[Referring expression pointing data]
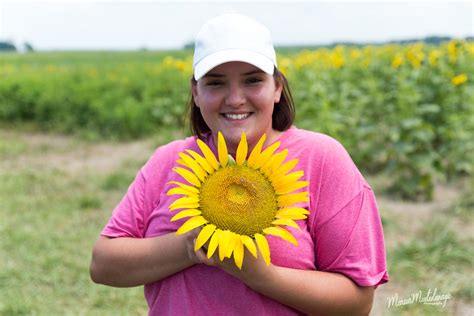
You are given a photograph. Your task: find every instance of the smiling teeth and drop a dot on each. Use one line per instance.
(236, 116)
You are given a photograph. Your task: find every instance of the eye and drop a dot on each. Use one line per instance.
(253, 80)
(214, 83)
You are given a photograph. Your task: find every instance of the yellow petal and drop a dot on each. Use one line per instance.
(290, 199)
(214, 242)
(181, 202)
(182, 162)
(188, 176)
(201, 160)
(242, 149)
(232, 241)
(256, 151)
(286, 222)
(186, 213)
(281, 181)
(192, 223)
(291, 187)
(175, 191)
(282, 233)
(222, 149)
(194, 166)
(184, 186)
(262, 244)
(208, 154)
(265, 155)
(238, 252)
(183, 205)
(204, 236)
(249, 244)
(224, 242)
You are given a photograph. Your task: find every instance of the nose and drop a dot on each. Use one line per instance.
(235, 96)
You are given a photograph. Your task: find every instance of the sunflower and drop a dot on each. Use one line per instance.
(238, 202)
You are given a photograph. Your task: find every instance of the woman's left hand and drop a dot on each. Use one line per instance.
(254, 270)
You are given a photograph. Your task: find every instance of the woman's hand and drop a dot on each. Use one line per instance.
(309, 291)
(254, 270)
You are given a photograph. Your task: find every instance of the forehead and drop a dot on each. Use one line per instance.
(233, 67)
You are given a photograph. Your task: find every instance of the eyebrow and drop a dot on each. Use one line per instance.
(217, 75)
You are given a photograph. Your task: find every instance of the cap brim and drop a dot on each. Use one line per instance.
(213, 60)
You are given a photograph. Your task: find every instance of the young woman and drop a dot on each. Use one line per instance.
(340, 257)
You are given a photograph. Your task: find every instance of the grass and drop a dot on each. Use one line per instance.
(52, 215)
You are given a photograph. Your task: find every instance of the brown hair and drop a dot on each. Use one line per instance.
(282, 117)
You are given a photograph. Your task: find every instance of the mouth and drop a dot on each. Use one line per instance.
(236, 116)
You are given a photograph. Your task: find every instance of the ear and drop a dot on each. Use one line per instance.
(195, 94)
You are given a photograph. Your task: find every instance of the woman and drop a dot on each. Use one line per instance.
(340, 257)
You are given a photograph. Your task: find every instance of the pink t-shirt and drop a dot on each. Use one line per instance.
(342, 234)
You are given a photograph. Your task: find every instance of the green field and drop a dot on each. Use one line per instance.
(57, 192)
(75, 127)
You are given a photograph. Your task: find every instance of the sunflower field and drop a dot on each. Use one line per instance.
(403, 110)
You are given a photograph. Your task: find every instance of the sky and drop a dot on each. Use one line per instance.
(157, 24)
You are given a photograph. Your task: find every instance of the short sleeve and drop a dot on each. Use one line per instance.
(345, 222)
(352, 243)
(128, 216)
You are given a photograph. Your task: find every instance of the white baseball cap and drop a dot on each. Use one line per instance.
(233, 37)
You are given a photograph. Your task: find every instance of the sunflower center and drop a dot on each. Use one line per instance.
(238, 198)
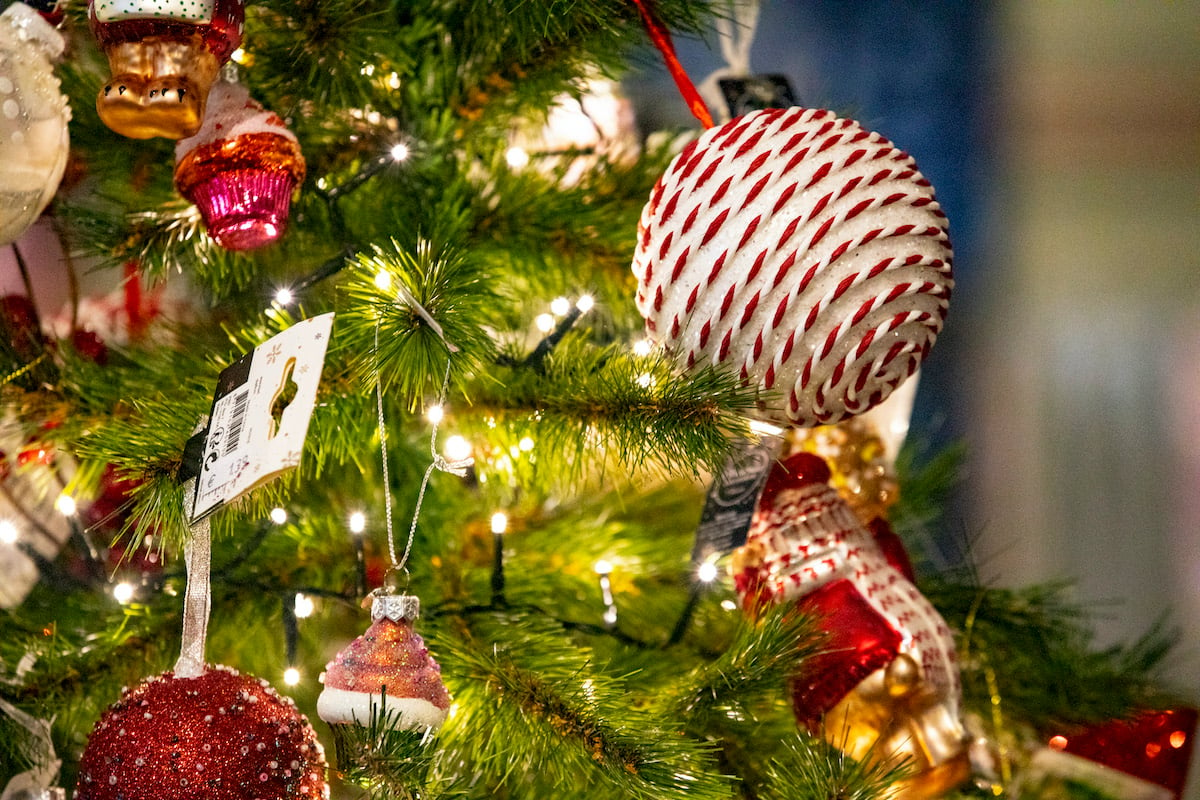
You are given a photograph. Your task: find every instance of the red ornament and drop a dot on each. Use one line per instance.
(1155, 746)
(18, 320)
(387, 668)
(219, 737)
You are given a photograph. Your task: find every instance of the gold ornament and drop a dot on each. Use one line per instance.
(159, 86)
(862, 471)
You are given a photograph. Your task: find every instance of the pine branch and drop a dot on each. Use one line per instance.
(537, 714)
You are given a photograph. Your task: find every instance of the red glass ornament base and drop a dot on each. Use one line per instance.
(245, 209)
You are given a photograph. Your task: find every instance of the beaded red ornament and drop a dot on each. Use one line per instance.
(886, 683)
(217, 737)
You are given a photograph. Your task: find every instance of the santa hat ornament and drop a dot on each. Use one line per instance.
(886, 684)
(219, 735)
(802, 251)
(387, 674)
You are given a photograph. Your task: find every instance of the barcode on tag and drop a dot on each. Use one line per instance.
(733, 497)
(237, 419)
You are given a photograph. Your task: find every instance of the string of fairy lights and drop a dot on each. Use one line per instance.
(552, 325)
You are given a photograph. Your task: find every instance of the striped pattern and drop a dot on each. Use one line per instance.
(808, 537)
(803, 251)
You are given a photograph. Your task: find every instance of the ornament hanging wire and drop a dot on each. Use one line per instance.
(437, 461)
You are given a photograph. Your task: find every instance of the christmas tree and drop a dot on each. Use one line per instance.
(508, 422)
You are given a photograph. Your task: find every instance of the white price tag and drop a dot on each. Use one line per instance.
(197, 12)
(261, 414)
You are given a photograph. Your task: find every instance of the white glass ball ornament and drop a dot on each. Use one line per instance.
(34, 116)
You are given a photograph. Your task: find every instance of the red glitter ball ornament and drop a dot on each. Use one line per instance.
(1155, 746)
(219, 737)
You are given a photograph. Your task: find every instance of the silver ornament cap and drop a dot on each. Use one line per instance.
(395, 607)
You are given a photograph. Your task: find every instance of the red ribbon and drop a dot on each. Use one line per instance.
(661, 38)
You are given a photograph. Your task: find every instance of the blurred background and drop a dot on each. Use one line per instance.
(1063, 139)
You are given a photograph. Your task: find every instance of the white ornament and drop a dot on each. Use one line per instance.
(34, 118)
(801, 250)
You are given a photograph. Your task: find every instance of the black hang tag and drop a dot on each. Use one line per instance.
(755, 92)
(733, 497)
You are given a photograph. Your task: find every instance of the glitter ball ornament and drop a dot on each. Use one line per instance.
(240, 169)
(387, 669)
(802, 251)
(217, 737)
(165, 56)
(34, 118)
(886, 683)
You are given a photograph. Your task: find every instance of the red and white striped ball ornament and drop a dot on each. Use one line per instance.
(804, 251)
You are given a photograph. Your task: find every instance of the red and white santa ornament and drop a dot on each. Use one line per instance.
(387, 674)
(802, 251)
(886, 683)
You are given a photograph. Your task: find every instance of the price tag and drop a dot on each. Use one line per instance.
(261, 414)
(733, 497)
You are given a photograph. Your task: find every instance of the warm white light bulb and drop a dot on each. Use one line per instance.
(517, 157)
(123, 593)
(304, 606)
(65, 505)
(456, 449)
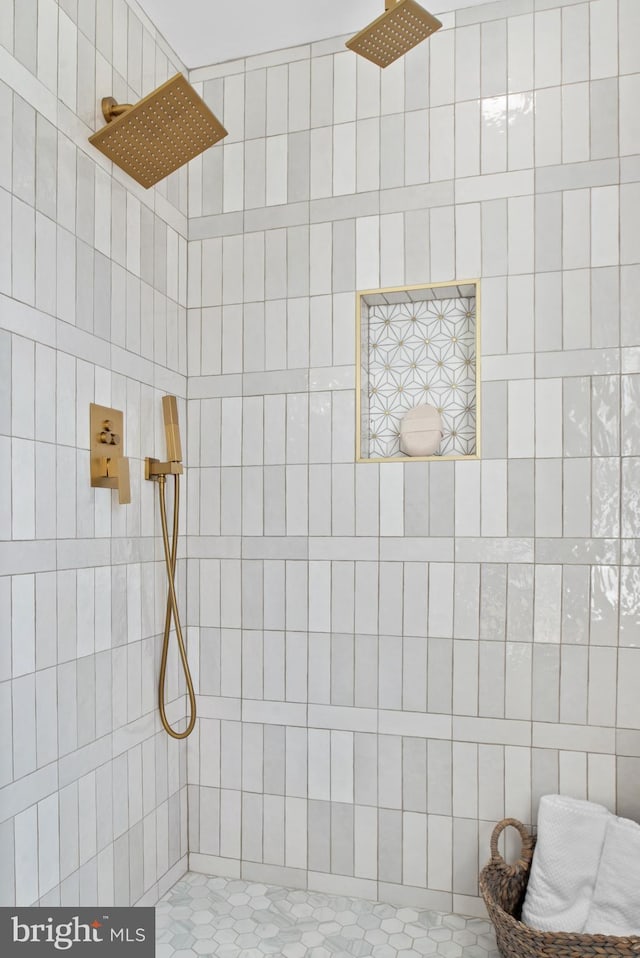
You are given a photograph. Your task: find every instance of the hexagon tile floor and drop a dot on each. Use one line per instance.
(230, 918)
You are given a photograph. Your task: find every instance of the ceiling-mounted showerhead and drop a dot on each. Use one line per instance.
(160, 133)
(401, 27)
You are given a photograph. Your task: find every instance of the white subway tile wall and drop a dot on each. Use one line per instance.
(389, 658)
(392, 657)
(93, 796)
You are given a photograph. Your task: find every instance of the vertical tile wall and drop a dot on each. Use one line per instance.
(92, 308)
(392, 657)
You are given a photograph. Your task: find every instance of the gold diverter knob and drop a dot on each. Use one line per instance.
(109, 468)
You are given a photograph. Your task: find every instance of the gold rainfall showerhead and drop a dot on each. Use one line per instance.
(401, 27)
(160, 133)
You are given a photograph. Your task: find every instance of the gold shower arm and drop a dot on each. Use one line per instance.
(112, 109)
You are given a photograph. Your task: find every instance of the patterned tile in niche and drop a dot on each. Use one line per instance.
(422, 352)
(231, 918)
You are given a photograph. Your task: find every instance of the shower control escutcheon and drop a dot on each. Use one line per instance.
(109, 468)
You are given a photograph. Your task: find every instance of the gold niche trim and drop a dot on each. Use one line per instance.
(360, 295)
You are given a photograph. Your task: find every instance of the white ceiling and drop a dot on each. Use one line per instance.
(211, 31)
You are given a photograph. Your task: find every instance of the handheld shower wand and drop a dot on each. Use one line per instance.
(158, 472)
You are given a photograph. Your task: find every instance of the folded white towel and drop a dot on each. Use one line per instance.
(615, 909)
(565, 863)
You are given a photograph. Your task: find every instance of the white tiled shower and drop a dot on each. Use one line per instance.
(92, 306)
(389, 657)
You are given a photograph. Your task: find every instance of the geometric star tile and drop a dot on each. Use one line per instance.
(421, 352)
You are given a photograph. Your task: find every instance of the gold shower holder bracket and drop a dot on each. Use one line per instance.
(109, 467)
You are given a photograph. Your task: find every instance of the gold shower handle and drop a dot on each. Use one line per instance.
(109, 468)
(112, 473)
(120, 469)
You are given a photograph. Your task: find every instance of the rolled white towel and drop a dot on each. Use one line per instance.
(615, 908)
(565, 863)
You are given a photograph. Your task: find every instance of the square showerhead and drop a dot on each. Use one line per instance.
(401, 27)
(160, 133)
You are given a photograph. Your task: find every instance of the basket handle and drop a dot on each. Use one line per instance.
(526, 852)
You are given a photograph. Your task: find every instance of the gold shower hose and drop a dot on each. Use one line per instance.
(170, 556)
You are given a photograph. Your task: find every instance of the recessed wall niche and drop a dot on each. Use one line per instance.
(418, 345)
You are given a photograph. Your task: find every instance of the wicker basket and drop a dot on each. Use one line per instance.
(503, 888)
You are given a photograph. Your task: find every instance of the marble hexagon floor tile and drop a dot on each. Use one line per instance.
(230, 918)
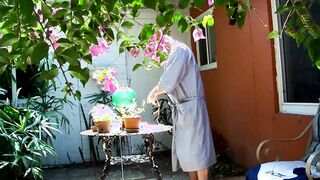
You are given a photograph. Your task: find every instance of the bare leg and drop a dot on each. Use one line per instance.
(193, 175)
(203, 174)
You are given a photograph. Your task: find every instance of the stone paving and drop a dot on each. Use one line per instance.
(131, 172)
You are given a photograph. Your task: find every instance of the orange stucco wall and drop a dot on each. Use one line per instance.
(242, 93)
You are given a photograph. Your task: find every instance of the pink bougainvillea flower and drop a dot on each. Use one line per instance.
(104, 47)
(36, 34)
(101, 48)
(210, 2)
(94, 50)
(55, 10)
(198, 34)
(134, 52)
(153, 38)
(55, 45)
(101, 29)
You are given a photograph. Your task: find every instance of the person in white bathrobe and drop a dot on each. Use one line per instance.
(192, 144)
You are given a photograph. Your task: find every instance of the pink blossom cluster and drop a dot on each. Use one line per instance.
(101, 112)
(107, 78)
(157, 44)
(100, 48)
(210, 2)
(54, 36)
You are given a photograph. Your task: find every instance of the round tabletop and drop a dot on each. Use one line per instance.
(144, 129)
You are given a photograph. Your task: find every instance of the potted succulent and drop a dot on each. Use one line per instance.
(131, 115)
(102, 116)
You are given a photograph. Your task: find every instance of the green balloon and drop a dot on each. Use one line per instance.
(123, 96)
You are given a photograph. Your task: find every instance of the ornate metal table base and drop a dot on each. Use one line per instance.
(149, 143)
(107, 140)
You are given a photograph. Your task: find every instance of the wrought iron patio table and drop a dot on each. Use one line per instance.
(147, 132)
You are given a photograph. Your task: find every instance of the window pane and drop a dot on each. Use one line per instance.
(203, 49)
(211, 44)
(27, 81)
(302, 78)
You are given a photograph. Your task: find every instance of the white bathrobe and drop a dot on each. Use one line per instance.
(192, 144)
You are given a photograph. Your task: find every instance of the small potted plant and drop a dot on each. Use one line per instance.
(102, 116)
(131, 115)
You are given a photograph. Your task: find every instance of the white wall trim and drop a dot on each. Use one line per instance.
(208, 66)
(285, 107)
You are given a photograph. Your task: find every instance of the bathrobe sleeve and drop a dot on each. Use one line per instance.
(175, 69)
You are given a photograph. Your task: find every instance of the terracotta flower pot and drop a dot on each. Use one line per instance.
(103, 126)
(131, 122)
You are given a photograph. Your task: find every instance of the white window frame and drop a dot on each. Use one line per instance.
(285, 107)
(209, 65)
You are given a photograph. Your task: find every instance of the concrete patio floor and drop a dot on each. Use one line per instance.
(131, 172)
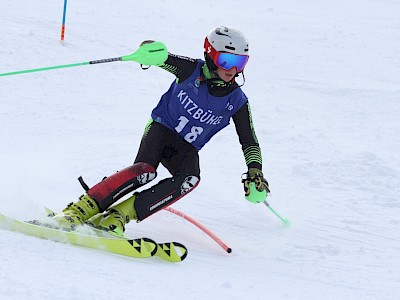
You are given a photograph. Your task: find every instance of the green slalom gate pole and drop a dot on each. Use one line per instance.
(155, 53)
(285, 221)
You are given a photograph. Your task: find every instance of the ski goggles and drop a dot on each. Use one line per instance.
(227, 61)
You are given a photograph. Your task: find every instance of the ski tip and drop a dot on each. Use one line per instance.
(172, 251)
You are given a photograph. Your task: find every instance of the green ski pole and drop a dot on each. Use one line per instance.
(285, 221)
(155, 53)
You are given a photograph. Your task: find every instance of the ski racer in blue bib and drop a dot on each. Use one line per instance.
(202, 101)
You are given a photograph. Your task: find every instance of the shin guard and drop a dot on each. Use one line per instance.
(121, 183)
(163, 194)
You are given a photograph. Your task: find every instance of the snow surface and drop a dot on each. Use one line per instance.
(324, 85)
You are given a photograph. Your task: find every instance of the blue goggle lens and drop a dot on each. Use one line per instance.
(229, 60)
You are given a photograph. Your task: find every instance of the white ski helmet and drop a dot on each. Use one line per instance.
(226, 48)
(225, 39)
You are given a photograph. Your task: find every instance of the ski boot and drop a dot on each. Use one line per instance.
(114, 220)
(76, 214)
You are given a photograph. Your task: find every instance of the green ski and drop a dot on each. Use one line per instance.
(97, 239)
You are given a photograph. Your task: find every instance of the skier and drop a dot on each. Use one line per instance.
(199, 103)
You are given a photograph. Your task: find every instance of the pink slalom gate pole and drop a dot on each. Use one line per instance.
(203, 228)
(63, 22)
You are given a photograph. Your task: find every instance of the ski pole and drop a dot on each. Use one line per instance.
(154, 53)
(196, 223)
(63, 22)
(285, 221)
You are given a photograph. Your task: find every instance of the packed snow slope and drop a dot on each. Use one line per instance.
(324, 85)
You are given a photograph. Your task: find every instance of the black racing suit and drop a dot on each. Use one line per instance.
(160, 144)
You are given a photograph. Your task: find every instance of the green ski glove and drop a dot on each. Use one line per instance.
(255, 186)
(150, 53)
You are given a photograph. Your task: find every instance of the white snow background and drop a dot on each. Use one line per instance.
(324, 84)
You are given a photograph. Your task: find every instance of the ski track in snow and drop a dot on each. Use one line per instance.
(323, 81)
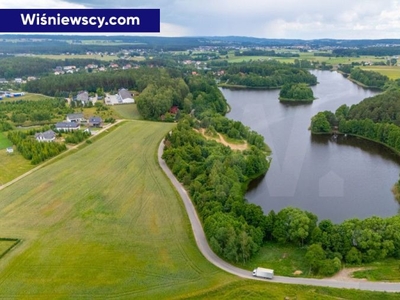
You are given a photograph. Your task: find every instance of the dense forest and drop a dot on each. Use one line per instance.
(270, 74)
(376, 118)
(296, 92)
(216, 178)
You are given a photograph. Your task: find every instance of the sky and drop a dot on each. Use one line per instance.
(294, 19)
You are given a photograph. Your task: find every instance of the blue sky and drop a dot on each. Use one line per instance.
(305, 19)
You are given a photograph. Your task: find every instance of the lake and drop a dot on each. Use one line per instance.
(335, 179)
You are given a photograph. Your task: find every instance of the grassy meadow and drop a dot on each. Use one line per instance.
(4, 141)
(127, 111)
(104, 222)
(12, 166)
(393, 72)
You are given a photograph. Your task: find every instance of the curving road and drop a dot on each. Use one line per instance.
(214, 259)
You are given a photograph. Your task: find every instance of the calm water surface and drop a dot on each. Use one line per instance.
(335, 179)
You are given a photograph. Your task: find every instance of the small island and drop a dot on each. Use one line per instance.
(297, 92)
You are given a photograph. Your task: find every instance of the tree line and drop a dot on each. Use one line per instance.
(11, 67)
(256, 52)
(296, 92)
(26, 112)
(33, 150)
(63, 86)
(216, 178)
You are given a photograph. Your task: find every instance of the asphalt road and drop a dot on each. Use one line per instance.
(214, 259)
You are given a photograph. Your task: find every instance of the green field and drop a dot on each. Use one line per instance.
(4, 141)
(127, 111)
(104, 222)
(11, 165)
(307, 56)
(85, 56)
(390, 71)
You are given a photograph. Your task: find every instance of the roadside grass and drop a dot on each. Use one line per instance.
(127, 111)
(283, 259)
(267, 290)
(11, 166)
(4, 141)
(393, 72)
(386, 270)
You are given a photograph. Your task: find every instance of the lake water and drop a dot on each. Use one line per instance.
(335, 179)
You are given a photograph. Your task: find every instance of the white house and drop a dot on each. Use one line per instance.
(75, 118)
(124, 96)
(67, 126)
(47, 136)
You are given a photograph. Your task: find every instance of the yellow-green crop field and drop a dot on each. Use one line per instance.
(393, 72)
(104, 222)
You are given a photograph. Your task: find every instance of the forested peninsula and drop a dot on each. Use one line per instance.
(264, 75)
(299, 92)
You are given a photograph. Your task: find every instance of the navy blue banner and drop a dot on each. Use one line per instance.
(79, 20)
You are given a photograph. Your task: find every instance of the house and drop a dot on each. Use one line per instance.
(47, 136)
(67, 126)
(83, 97)
(66, 68)
(91, 66)
(124, 96)
(95, 121)
(75, 118)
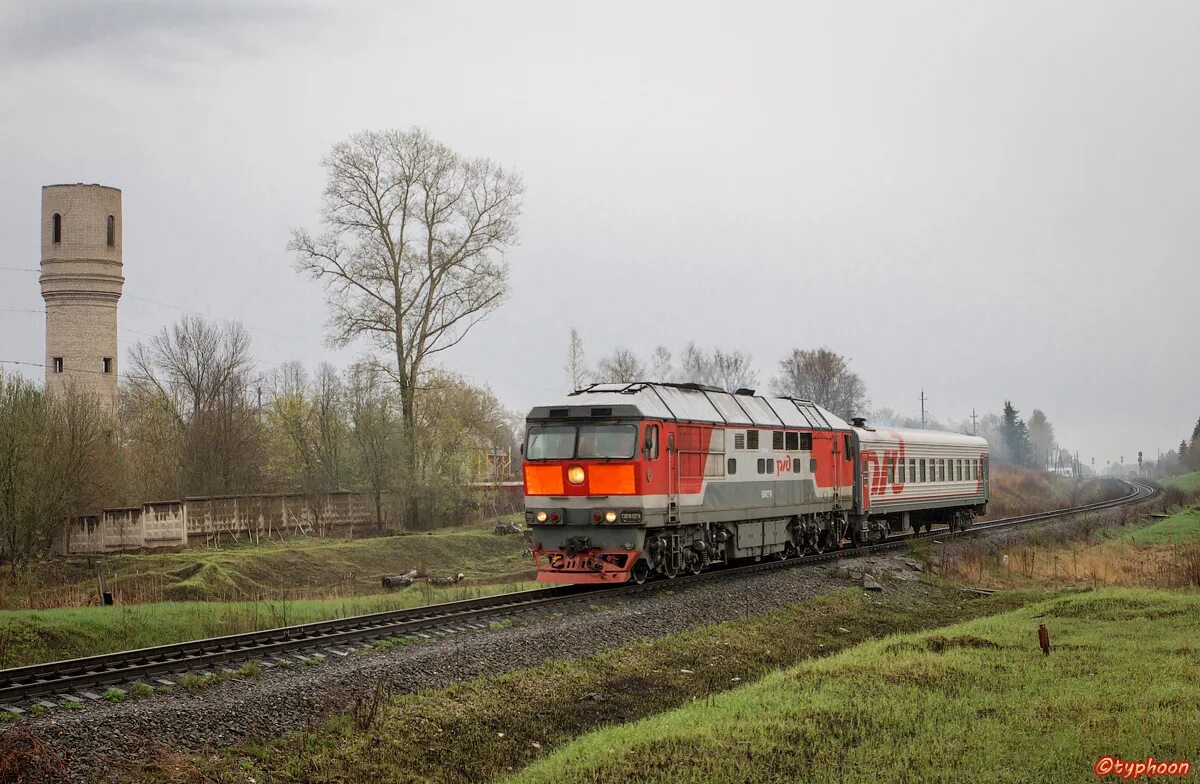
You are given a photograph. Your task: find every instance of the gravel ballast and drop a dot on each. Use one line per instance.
(280, 700)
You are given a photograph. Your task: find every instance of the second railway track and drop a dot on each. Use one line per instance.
(21, 686)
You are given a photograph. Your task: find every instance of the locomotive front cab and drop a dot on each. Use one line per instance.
(585, 486)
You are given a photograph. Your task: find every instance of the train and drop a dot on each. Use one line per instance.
(631, 482)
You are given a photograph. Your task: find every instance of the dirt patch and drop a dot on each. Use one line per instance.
(28, 760)
(939, 644)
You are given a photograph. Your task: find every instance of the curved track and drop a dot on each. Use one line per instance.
(342, 635)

#### What is needed
Reproduce the records above exactly, but only from the line containing "of the yellow-green" through the last line, both included, and without any pictures.

#### Result for this task
You are given a photograph. Your task: find every instance of the yellow-green crop field and drop a dot on each. Use one line per instance.
(393, 72)
(104, 222)
You are given a photograph. Your task: find every instance of the forested peninsula and drop a dot on each. Use one line per instance.
(264, 75)
(299, 92)
You are given a photograph. Your task: find every instance of the navy blue banner and drop a dot on each. Use one line per instance.
(79, 20)
You are given a photograph. Your task: find every instance of the house and drop a dot on each. Use one line per instance.
(47, 136)
(67, 126)
(83, 97)
(66, 68)
(91, 66)
(124, 96)
(95, 121)
(75, 118)
You are given a photograph. Your task: find every instance of the gravel ballast and drop a dot on each. Use one line per instance.
(280, 700)
You are given a photograph. Your task: find every instance of the second railway track and drop a dot on each. Use one line per instance.
(21, 686)
You are given a photograph. Your task: find every instance of the locomotive front cab and drop a dot on each. Use one line per instance.
(585, 486)
You are given a photograph. Your task: find every instance of the train and drop a dot on each. Use one line per instance.
(631, 482)
You are given a photograph. Your task: find every instance of the dirt patch and drop a dot on each. Use one line per instance.
(28, 760)
(939, 644)
You are given a photograph. Your task: find every instance of the curved track and drop a dot on each. Use one line per instance.
(342, 635)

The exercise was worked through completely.